> **Activity**
Send back the whole listing untouched.

> **Extracted information**
• • • •
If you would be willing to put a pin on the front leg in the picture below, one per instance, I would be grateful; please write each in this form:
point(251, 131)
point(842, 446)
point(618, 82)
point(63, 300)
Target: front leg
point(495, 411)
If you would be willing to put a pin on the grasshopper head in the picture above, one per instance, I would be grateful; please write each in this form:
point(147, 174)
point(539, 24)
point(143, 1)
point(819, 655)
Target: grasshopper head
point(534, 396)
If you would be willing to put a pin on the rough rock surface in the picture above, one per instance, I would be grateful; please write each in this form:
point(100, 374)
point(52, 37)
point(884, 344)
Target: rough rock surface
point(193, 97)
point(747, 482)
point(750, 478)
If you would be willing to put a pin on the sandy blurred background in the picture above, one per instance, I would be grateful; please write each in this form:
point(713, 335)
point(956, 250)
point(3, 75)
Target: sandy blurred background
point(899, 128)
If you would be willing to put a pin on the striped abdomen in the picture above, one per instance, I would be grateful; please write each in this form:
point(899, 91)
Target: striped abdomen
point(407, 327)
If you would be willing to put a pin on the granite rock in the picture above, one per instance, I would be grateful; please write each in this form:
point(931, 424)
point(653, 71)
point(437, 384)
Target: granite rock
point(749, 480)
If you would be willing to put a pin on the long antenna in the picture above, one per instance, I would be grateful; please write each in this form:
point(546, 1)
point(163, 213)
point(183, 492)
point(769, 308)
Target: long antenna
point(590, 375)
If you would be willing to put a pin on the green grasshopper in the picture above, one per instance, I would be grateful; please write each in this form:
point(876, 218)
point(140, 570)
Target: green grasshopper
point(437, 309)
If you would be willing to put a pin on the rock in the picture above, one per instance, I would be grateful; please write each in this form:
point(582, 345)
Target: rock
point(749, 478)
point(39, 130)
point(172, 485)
• • • •
> **Your response**
If you would be willing to put a pin on the front leg in the picture below, one per instance, I would be grateful; please write each in this form:
point(251, 131)
point(842, 446)
point(618, 82)
point(63, 300)
Target: front leg
point(495, 411)
If you would be willing to put a pin on the grasshopper head in the picture above, one per instance, I would be grateful; please write each in this form:
point(147, 174)
point(539, 24)
point(143, 1)
point(819, 655)
Target: grasshopper head
point(534, 396)
If you would be willing to put a pin on the rough rock surface in the picture above, one per instance, I would be grateful; please write each in this form:
point(100, 374)
point(52, 37)
point(884, 344)
Target: rough rock surface
point(193, 97)
point(747, 482)
point(750, 478)
If you would be willing to put a pin on the sandy blurred background in the picture above, one per instance, I would be grateful; please write each in this form:
point(713, 335)
point(956, 250)
point(3, 75)
Target: sandy blurred background
point(899, 128)
If you would be willing to put a pin on the striped abdomen in the picture above, one per instance, I would be grateful; please write each in this form:
point(899, 91)
Target: striped abdomen
point(407, 327)
If you would be willing to put a pin on the granite rock in the picture above, one per instance, I would be grateful; please write each in this form:
point(931, 424)
point(653, 71)
point(437, 384)
Target: granite rock
point(749, 480)
If you would be willing to put a pin on the long antenna in the picture above, one per instance, I would be grateful; please write each in this form:
point(546, 1)
point(163, 213)
point(183, 492)
point(769, 308)
Target: long antenna
point(590, 375)
If you would be willing to put a pin on the green grasshopper in the picture above, one per instance, I would be grateful; please write each in this form:
point(876, 218)
point(140, 570)
Target: green grasshopper
point(437, 309)
If you would be willing to put a pin on the rock in the picture above, one per instance, I would be grateful; please write each in this form:
point(582, 345)
Target: rock
point(749, 478)
point(39, 130)
point(172, 485)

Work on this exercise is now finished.